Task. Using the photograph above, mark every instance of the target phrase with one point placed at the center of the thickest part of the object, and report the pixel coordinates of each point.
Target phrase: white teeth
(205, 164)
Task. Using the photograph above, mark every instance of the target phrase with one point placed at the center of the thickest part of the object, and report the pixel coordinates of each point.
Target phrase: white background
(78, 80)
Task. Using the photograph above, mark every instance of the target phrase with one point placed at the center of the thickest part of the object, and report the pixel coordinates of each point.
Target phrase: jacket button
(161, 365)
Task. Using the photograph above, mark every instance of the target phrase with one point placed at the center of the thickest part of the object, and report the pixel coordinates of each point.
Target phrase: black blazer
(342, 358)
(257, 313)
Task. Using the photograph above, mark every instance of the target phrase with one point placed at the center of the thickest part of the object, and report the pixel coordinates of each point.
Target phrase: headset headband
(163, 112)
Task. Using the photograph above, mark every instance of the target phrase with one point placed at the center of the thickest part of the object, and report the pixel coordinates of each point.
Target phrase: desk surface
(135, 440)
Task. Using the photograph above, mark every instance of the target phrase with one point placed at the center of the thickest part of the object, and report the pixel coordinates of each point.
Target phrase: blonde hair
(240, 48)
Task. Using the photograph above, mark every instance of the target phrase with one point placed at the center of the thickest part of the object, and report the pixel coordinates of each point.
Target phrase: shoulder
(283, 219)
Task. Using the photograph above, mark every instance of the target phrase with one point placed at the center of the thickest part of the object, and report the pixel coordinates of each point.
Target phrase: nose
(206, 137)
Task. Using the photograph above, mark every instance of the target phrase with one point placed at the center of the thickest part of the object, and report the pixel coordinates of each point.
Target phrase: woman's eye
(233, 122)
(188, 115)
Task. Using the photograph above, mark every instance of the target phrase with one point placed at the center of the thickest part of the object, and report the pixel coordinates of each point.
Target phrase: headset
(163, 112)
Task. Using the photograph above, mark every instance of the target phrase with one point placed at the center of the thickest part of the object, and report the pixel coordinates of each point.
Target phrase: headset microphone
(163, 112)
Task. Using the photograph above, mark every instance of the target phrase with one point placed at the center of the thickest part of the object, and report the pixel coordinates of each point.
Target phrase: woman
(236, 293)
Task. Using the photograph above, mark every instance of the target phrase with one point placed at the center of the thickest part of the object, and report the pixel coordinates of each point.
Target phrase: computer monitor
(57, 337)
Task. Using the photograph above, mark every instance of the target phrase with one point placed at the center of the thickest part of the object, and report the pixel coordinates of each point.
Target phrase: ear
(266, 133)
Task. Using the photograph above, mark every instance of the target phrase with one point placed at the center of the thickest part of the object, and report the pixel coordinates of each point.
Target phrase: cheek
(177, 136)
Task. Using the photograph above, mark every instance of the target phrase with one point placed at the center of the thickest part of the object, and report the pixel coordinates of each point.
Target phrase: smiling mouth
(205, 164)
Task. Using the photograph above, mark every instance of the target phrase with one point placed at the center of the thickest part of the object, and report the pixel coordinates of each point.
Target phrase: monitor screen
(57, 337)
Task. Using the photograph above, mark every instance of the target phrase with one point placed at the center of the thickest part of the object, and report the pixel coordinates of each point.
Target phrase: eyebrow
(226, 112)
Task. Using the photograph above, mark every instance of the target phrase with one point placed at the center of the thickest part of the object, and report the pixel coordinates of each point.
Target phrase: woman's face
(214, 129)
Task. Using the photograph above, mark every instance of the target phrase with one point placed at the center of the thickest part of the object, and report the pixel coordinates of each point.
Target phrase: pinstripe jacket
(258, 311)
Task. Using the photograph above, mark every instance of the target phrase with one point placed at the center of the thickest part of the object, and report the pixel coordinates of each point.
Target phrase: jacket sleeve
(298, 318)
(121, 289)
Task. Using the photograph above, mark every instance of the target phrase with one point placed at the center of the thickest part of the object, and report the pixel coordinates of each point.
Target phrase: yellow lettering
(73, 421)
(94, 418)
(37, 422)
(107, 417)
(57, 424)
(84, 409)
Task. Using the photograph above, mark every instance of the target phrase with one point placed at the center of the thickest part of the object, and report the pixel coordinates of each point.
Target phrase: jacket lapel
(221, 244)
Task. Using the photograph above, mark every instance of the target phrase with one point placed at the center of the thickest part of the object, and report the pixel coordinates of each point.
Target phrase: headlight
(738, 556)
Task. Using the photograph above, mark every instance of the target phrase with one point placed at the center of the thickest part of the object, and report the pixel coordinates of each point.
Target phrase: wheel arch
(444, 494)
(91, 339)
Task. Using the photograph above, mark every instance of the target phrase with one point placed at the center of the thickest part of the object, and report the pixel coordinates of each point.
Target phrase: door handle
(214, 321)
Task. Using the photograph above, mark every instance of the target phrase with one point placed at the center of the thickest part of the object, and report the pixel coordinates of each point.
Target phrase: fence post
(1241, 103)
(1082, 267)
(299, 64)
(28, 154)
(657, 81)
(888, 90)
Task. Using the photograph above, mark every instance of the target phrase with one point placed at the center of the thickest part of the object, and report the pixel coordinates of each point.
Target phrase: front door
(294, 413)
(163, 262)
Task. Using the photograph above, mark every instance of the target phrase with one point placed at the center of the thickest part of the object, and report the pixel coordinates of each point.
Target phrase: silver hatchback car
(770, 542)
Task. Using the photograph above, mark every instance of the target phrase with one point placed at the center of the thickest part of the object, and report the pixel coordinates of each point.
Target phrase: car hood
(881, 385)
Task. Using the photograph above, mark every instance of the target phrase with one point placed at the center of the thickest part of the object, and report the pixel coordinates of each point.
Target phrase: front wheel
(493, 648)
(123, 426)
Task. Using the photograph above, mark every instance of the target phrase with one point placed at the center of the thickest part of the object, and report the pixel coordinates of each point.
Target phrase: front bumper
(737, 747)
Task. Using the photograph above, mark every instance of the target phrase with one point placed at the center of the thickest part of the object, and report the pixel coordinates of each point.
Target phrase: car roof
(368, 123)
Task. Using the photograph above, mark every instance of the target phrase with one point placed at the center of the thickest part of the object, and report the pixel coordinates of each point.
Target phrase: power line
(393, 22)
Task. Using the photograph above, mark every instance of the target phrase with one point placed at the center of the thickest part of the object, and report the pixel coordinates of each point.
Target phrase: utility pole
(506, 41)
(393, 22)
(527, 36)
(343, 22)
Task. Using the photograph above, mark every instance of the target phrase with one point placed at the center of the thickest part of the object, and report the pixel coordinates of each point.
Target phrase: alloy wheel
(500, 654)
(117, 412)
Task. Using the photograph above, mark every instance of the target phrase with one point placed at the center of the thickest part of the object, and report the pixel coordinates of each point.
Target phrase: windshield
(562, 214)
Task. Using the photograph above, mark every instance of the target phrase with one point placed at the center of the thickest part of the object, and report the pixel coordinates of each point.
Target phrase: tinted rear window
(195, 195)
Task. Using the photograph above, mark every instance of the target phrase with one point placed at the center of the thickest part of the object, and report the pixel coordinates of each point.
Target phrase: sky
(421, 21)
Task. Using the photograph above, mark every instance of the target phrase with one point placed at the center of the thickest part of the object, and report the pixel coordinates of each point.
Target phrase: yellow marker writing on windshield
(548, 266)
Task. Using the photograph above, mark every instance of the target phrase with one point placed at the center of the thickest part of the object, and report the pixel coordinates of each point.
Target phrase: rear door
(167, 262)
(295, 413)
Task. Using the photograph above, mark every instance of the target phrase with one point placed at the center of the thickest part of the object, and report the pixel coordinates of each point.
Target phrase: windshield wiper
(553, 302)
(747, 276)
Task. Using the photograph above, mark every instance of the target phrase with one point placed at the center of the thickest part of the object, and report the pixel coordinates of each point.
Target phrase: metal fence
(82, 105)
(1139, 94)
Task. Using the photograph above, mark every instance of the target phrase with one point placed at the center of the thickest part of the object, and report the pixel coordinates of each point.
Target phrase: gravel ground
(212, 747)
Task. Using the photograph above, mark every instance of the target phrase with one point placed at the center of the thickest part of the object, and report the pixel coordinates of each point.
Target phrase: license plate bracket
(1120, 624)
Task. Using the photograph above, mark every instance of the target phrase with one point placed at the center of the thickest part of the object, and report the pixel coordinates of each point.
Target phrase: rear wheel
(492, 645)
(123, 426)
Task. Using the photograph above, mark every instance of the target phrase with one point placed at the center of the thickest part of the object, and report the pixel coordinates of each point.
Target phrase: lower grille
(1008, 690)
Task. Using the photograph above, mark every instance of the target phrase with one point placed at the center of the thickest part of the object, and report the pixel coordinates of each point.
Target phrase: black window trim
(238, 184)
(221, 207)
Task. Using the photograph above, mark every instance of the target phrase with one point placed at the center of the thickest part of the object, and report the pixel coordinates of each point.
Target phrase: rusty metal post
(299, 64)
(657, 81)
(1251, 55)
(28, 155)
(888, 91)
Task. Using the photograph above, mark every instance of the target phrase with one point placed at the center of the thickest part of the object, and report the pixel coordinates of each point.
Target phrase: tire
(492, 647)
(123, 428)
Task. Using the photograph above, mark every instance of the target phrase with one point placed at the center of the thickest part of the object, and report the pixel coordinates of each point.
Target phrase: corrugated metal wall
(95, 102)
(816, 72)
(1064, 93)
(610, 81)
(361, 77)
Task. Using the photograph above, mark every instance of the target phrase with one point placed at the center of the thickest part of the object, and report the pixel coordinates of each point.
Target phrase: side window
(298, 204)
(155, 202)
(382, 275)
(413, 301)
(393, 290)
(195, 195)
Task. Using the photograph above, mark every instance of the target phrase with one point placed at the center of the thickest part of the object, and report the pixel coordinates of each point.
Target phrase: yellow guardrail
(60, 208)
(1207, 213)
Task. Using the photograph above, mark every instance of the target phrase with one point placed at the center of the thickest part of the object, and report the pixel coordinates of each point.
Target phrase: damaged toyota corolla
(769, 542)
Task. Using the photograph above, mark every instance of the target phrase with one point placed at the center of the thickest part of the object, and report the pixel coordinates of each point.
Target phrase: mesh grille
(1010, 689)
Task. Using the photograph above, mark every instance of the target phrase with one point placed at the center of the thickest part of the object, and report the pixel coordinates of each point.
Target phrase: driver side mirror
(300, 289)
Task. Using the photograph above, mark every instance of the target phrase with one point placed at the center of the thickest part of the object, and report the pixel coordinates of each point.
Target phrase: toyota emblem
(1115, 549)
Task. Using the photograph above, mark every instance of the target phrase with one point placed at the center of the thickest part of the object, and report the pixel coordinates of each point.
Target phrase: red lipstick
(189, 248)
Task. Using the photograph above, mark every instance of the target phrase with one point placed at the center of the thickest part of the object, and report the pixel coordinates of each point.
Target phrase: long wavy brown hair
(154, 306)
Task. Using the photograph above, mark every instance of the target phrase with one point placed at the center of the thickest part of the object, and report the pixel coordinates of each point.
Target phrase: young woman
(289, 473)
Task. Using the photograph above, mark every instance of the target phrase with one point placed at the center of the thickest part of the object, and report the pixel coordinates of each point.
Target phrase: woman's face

============================================================

Work required: Give back exactly the lines that run from the line with "Target phrase: young woman" through the close of the material, counting both ends, and nothing more.

Answer for the task:
Target phrase: young woman
(289, 473)
Task. Using the photograph above, mark every instance of the target phrase with one point placed at the center of the thickest part of the object, and report the pixel coordinates of each point.
Target phrase: woman's face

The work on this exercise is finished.